TO DO.
Although the entries contain pictures, only their text goes into the copy, set down exactly.

SOURCE MATERIAL.
* * * * *

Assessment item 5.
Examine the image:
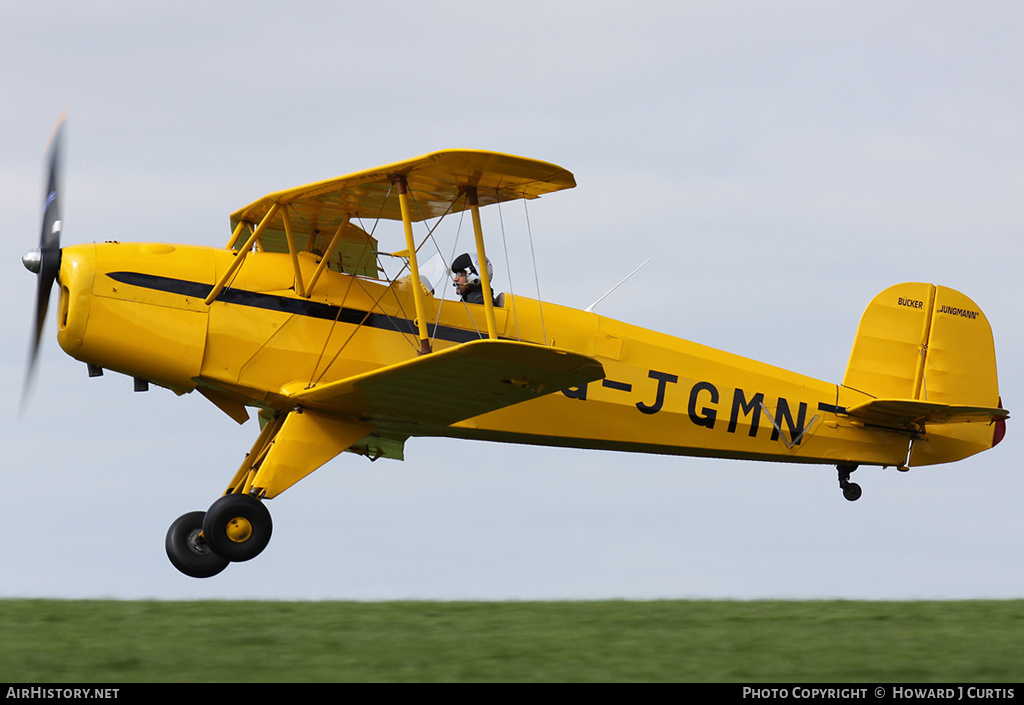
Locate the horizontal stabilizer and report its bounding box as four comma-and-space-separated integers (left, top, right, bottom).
845, 398, 1009, 430
283, 339, 604, 428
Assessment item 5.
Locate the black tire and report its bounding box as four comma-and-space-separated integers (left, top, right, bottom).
166, 511, 229, 578
842, 482, 863, 502
202, 494, 273, 562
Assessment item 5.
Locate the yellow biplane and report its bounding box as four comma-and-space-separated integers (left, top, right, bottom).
24, 116, 1009, 578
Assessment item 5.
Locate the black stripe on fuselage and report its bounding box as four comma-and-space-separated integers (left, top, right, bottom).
106, 271, 483, 344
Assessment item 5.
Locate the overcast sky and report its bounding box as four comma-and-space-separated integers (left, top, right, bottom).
2, 1, 1023, 600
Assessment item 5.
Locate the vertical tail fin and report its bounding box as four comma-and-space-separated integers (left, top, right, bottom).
843, 283, 1005, 466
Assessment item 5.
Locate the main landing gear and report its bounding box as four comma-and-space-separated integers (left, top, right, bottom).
165, 494, 273, 578
837, 463, 862, 502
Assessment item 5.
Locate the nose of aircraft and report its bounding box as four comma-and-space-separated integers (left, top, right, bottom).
53, 244, 95, 362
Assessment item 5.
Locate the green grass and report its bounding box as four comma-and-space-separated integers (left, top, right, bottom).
0, 599, 1021, 682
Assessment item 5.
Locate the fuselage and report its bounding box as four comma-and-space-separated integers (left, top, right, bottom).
57, 241, 912, 469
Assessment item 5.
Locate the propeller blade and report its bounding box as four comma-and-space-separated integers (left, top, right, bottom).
23, 112, 67, 406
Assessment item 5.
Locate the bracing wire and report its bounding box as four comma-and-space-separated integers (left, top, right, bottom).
409, 190, 490, 344
438, 202, 485, 340
496, 197, 521, 341
523, 197, 547, 345
307, 182, 428, 385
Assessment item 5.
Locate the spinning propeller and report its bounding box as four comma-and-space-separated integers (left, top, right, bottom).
22, 113, 67, 404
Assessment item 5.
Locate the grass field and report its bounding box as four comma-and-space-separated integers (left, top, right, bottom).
0, 599, 1021, 682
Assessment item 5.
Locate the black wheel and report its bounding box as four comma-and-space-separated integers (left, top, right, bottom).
166, 511, 229, 578
202, 494, 273, 562
842, 482, 863, 502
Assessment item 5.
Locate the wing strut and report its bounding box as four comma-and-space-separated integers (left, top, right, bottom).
280, 205, 307, 298
466, 186, 498, 340
305, 213, 353, 295
206, 202, 281, 305
394, 175, 432, 354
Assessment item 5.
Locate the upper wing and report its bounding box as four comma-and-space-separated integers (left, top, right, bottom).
226, 150, 575, 277
282, 339, 603, 429
232, 149, 575, 226
845, 398, 1009, 429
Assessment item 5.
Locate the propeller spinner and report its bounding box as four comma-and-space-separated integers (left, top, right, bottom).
23, 113, 67, 401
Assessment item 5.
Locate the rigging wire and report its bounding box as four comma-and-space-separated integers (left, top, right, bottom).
436, 200, 485, 340
496, 196, 521, 341
330, 187, 470, 368
306, 182, 428, 385
306, 271, 357, 388
309, 268, 424, 387
303, 177, 560, 385
523, 196, 547, 345
425, 204, 467, 345
306, 226, 420, 387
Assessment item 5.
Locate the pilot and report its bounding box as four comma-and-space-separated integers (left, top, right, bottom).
451, 252, 494, 305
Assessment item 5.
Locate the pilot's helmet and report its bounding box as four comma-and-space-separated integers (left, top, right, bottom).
451, 252, 492, 285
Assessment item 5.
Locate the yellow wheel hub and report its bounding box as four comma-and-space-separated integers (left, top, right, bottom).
225, 517, 253, 543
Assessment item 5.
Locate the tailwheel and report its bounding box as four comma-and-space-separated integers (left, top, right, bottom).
842, 483, 863, 502
837, 463, 862, 502
166, 511, 229, 578
202, 493, 273, 562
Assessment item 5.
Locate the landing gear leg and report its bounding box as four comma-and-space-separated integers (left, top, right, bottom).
837, 463, 862, 502
165, 408, 367, 575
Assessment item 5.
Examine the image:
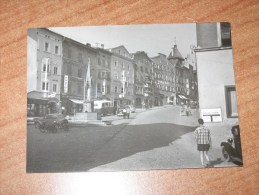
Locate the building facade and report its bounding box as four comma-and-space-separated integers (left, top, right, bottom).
152, 53, 175, 106
95, 46, 112, 100
27, 28, 63, 117
61, 38, 98, 115
133, 51, 153, 108
195, 22, 237, 125
110, 45, 135, 108
167, 44, 189, 105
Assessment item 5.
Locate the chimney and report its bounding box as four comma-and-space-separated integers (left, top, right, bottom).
101, 44, 104, 49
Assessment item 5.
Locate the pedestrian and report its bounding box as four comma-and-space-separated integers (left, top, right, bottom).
126, 105, 130, 119
186, 105, 191, 116
194, 118, 212, 167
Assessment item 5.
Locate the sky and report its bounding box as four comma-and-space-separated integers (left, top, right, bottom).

* * * * *

SOLVED PROBLEM.
Assessment item 5.
Examine the image:
Locate the horizontal stabilizer and report its bounding box as four comma-and-space-separated integers (left, top, right, bottom).
845, 398, 1009, 430
283, 339, 604, 428
Assessment item 5.
Locate the black tire and report its bounding box as four comma-and-space-separated integers (left, top, right, bottom).
166, 511, 229, 578
842, 482, 863, 502
202, 494, 273, 562
Assessment item 5.
Locate the yellow biplane and report its bounding box as four comma-and-space-separated integers (left, top, right, bottom).
24, 116, 1009, 578
Assessment item 5.
Locate the black stripe on fuselage and report its bounding box as four comma-and-space-separated integers (left, top, right, bottom).
106, 271, 483, 344
Assessment item 5.
Locate the overcast sky and report its bounding box as four comma-and-space-separated integers (left, top, right, bottom).
2, 1, 1023, 600
Assessment item 5.
Locate the vertical tail fin and report its bounding box as four comma-and-space-separated integers (left, top, right, bottom).
843, 283, 1005, 466
Assessment item 5.
Locate the main landing gear and report its bounding box as four comma-and-space-separated integers (left, top, right, bottom).
165, 494, 273, 578
837, 463, 862, 502
Assessment item 5.
Locate the nose of aircraft and report its bounding box as four comma-and-space-separated integers (left, top, right, bottom).
53, 244, 95, 362
Assessment item 5.
Locate the green grass and report its bounding box as four comma-and-space-separated integers (left, top, right, bottom).
0, 599, 1021, 682
Assessment item 5.
Locate the fuselage and report its bounding box as four comma-and-space-separated integers (left, top, right, bottom).
57, 241, 912, 469
Assessment item 5.
Locate the propeller blade and report its bounding box as four comma-and-space-separated integers (left, top, right, bottom).
23, 112, 67, 406
Assessment item 5.
Locate the bracing wire and report its bounding box as four comma-and-space-separated integers (left, top, right, bottom).
409, 190, 490, 344
438, 202, 485, 340
496, 197, 521, 341
523, 197, 547, 345
307, 182, 428, 385
Assessment item 5.
Locate the spinning propeller and report its bounding box as four comma-and-space-separated integers (left, top, right, bottom).
22, 113, 67, 404
Assessment item 5.
Locate the grass field and report its bounding box as four comma-and-space-separated integers (left, top, right, bottom).
0, 599, 1021, 682
Assessment item 5.
Locate the black wheel and report its bounding box as four comma-and-space-separated integers (left, top, right, bottom).
166, 511, 229, 578
202, 494, 273, 562
842, 482, 863, 502
Assessment item 5.
Locate the wing strut and report its bounding box as four comma-and-space-separated integers (left, top, right, bottom).
280, 205, 307, 298
466, 186, 498, 340
305, 213, 353, 295
206, 202, 281, 305
394, 175, 432, 354
Assessment item 5.
Locate the upper wing and report its bounding box as four comma-and-space-separated integers (left, top, right, bottom).
226, 150, 575, 277
282, 339, 603, 429
232, 149, 575, 226
845, 398, 1009, 429
Assessment item 5.
Locate the propeller spinner and report its bounding box as four comma-and-space-separated integers (left, top, right, bottom).
23, 113, 67, 401
Assessment item 5.
Locate the rigging wire and report its bounding box as four comma-and-space-separated integers (left, top, right, bottom).
436, 200, 485, 340
496, 196, 521, 341
330, 187, 470, 368
306, 182, 428, 385
306, 271, 357, 388
309, 268, 424, 387
303, 177, 560, 385
523, 196, 547, 345
425, 204, 467, 345
306, 226, 420, 387
Assessment item 5.
Locate the pilot and report its bounding box as four comma-and-space-separated integers (left, top, right, bottom).
451, 252, 494, 305
Assessment item 5.
Locate the pilot's helmet and report its bounding box as four comma-and-space-separated integers (left, top, right, bottom).
451, 252, 492, 285
Assessment item 5.
Locate the yellow wheel hub and report its bounding box as four comma-and-space-separated integers (left, top, right, bottom).
225, 517, 253, 543
Assessment item 5.
Locate the tailwheel and report its bounding box as four comma-and-space-separated integers (left, top, right, bottom).
842, 483, 863, 502
837, 463, 862, 502
166, 511, 229, 578
202, 493, 273, 562
Assessment item 5.
Locate the landing gear leg and report its bounding box as four comma-and-space-separated integers (left, top, right, bottom).
837, 463, 862, 502
165, 408, 367, 575
Assessment item 5.
Examine the image:
Locate the building facade and report its bounding box as four comma-and-space-separated integers (left, top, right, bottom).
152, 53, 175, 106
95, 46, 112, 100
27, 28, 63, 117
61, 38, 98, 115
133, 51, 153, 108
195, 22, 237, 125
110, 45, 135, 108
167, 44, 189, 105
Assessment item 5.
Locate the chimney and report its bounding box as four comma-and-space-separated integers (left, top, right, bottom).
101, 44, 104, 49
Assessment item 5.
Locate the pedestrian and report its bounding box as four comma-and-space-separated integers (left, top, right, bottom).
126, 105, 130, 119
186, 105, 191, 116
194, 118, 212, 167
Assessment item 5.
Locate the sky and report its bounding box as four comma-and-space-separated integers (left, top, right, bottom).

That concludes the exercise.